WHAT NEEDS TO BE DONE: Provide an exact reproduction of every entry.

MATERIAL TO PROCESS:
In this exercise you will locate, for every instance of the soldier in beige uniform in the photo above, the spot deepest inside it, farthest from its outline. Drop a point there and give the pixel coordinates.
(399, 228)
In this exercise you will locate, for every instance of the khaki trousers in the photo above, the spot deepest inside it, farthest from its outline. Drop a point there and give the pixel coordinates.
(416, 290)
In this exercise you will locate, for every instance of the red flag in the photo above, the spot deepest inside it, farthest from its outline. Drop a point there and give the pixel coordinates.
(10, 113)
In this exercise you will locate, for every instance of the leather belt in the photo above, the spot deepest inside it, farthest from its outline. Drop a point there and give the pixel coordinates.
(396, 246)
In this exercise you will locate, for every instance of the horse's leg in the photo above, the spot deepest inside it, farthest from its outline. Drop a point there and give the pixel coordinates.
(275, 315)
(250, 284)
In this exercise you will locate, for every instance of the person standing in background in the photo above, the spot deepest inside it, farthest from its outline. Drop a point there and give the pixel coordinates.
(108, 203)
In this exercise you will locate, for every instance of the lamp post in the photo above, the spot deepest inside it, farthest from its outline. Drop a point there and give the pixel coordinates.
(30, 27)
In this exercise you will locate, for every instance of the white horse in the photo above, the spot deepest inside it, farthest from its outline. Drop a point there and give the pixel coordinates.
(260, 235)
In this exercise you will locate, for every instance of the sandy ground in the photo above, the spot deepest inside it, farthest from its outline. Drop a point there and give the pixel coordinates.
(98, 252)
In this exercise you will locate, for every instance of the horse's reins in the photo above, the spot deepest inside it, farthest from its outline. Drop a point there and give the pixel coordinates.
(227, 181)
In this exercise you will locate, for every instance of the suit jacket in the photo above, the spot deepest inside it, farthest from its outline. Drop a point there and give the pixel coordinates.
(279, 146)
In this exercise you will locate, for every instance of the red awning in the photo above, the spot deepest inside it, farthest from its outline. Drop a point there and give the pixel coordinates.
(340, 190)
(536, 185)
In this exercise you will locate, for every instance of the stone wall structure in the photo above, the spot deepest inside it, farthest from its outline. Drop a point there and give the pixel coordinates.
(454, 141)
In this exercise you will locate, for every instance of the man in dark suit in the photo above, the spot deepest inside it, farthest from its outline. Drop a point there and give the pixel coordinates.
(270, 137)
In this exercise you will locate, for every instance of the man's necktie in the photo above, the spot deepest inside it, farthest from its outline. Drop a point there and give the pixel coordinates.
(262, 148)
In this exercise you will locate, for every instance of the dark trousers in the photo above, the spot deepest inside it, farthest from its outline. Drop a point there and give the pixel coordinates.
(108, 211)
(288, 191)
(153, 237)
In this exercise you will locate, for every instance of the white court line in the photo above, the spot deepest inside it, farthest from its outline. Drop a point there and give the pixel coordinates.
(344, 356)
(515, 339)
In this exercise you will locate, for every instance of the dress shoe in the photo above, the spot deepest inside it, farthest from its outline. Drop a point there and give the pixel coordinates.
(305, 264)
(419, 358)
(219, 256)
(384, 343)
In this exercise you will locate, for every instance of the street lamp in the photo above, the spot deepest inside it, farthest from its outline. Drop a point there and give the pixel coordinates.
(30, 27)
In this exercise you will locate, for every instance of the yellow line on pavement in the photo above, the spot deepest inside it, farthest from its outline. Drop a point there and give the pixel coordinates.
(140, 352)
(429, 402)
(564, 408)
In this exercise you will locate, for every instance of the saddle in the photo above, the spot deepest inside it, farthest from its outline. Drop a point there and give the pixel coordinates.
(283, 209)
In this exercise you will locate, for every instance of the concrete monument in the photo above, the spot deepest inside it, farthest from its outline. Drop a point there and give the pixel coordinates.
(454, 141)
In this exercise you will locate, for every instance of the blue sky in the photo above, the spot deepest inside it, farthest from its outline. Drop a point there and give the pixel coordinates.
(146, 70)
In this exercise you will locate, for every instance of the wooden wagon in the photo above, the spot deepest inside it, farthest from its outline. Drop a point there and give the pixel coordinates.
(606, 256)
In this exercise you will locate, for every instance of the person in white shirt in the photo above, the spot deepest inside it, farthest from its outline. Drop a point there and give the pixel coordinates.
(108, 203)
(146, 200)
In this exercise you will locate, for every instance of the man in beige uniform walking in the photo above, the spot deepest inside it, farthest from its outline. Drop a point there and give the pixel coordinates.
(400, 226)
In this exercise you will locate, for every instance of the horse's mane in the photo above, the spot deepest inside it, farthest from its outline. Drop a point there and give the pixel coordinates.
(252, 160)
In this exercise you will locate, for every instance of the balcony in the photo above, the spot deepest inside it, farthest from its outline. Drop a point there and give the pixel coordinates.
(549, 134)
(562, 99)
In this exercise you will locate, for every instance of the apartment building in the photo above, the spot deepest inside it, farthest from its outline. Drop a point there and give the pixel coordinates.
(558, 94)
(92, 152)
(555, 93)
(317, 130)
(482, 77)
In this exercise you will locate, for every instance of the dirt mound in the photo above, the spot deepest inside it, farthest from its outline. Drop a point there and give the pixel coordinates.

RESULT OF THIS TASK:
In this exercise you will locate, for every instance of the soldier in beige uniform in the photo above, the spot deepest inside it, farthest from its outline. Drop a point there and give the pixel coordinates.
(399, 228)
In this exercise you will locate, for every instance of the khaki trousers in the photo above, the spot deepest inside it, farthest from its outline. Drop a point there and give the pixel coordinates.
(416, 290)
In this exercise you will locate, for every instance of the red flag in the photo above, the spot deepest inside it, farthest from its outline. Drop a point there and give the pixel coordinates.
(10, 113)
In this exercise you will locate, for every instance of the leather belt in the photo above, the spot deepest inside it, farthest from its outline. Drop a point there and give the pixel coordinates.
(396, 246)
In this exercise you will locate, for every instance of the horse's leg in the photo above, the spot deepest inside it, farthest from its outline. Drop a point there and give the pixel coordinates.
(275, 315)
(250, 284)
In this exercise you will locate, for every instance of the person standing in background in the photo above, the spot deepest inside it, farthest from its outline. Drop a point there and give the pixel coordinates.
(108, 203)
In this exercise you will locate, for every instance of the lamp post in the photo above, the spot deepest inside it, farthest from its outline. Drop a point there and give the pixel coordinates.
(30, 27)
In this exercise you will locate, for every instance of the white horse in the photo above, the spot deepest inside it, farthest from its outline. Drop a point there and give the pixel coordinates.
(260, 235)
In this exercise you will locate, for every instance of the sandy ground in the photo above, the spot deepest inside it, farthest from its outline. Drop a point there and give the pixel coordinates.
(98, 252)
In this exercise you will locate, for every instance of the horse's reins in the photo above, the spot deepest inside it, farthest from its outline. Drop a point there and give the pixel coordinates.
(227, 181)
In this exercise you will locate, for every instance of the suit jacket in the photo above, the spot deepest inside it, farthest from its outline. Drop a point there and give the pixel coordinates.
(279, 146)
In this exercise you will locate, for every instance of the red awning in the photo above, the spot deepest inside it, farthest from its outline. Drop a point there and give the pixel coordinates.
(340, 190)
(536, 185)
In this exercise you will locate, for every instance of the stone wall structure in the photo above, the spot deepest inside it, farthest from its outline. Drop a point there and give the pixel coordinates.
(454, 141)
In this exercise you will locate, for every instance of the man in dark suit in the photo above, the spot deepest inside it, farthest from its outline. Drop a point there and give the pixel coordinates.
(270, 137)
In this exercise you will locate, for every instance of the man's necktie in the photo above, the spot deepest inside it, farthest from its outline. Drop a point there and give the pixel coordinates.
(262, 148)
In this exercise you will locate, for every instance of the dark trousers in the photo above, the spot deepest inside it, farthest from its outline. Drop a point there and give the pixel coordinates.
(108, 211)
(288, 191)
(153, 237)
In this exercise you will locate, for every instance of the white court line in the photo above, the spot deepest inside it, farthest from its outline. Drop a point there and give the pixel coordinates.
(344, 356)
(515, 339)
In this exercise you will locate, for every instance of the dress shoe in the photo above, the spot deepest inside it, farthest from its outline. Drop a point there and give the pixel coordinates.
(305, 264)
(419, 358)
(219, 256)
(384, 343)
In this exercise you will locate, for every instance of the street lamp in the photo above, the spot deepest inside it, farthest from its outline. Drop a point there and give the pixel coordinates.
(30, 27)
In this exercise you will locate, for every instance of the yellow line on pavement in the photo above, the spot deepest inside it, farthest from its outline. Drop a point there and give the pixel coordinates.
(140, 352)
(429, 402)
(564, 408)
In this exercise you will locate, for every instance of the saddle in the photo above, the spot deepest inside it, farthest from its outline. Drop a point there and give the pixel coordinates.
(283, 209)
In this exercise you will locate, for every instance of the concrete monument in the photo above, the spot deepest inside it, farthest from its outline. Drop a point there and give the pixel coordinates.
(454, 141)
In this exercise you will locate, for every instance of the blue sky in the photo above, the spot deepest inside it, farthest from its outline. Drop a point there and give the pixel coordinates.
(146, 70)
In this exercise you will locate, for every instance of the wooden wagon in the photo above, the spot deepest inside it, farthest from its outline. Drop a point there and give the pixel coordinates.
(606, 256)
In this exercise you will locate, for every instance of the person in white shirt in the photo above, the spot deepest inside it, farthest from its outline. Drop a point there and give the pixel coordinates.
(108, 203)
(146, 200)
In this exercise you will locate, for every instance of the man in beige uniform walking in the photo above, the spot deepest inside it, farthest from its outline. Drop a point there and give the pixel coordinates.
(400, 226)
In this exercise you will locate, for every instance of the horse's mane in the photo above, the spot deepest inside it, farthest from its outline. Drop a point there and give the pixel coordinates.
(252, 160)
In this exercise you will locate, for every instance of the balcony in the photo above, the spot deepest inside it, farthest from its outline. Drop a point there and give the pixel coordinates.
(549, 134)
(562, 99)
In this exercise you will locate, for every instance of the apartment building in the photo above, the spot deepest inside it, farthest from its outline. Drop a point there and give the pixel coordinates.
(558, 94)
(92, 152)
(555, 93)
(317, 130)
(482, 77)
In this exercise you will locate, for every instance of the dirt mound in the photo above, the spot deepest inside it, farthest from its outline. Drop a point there and give the pixel coordinates.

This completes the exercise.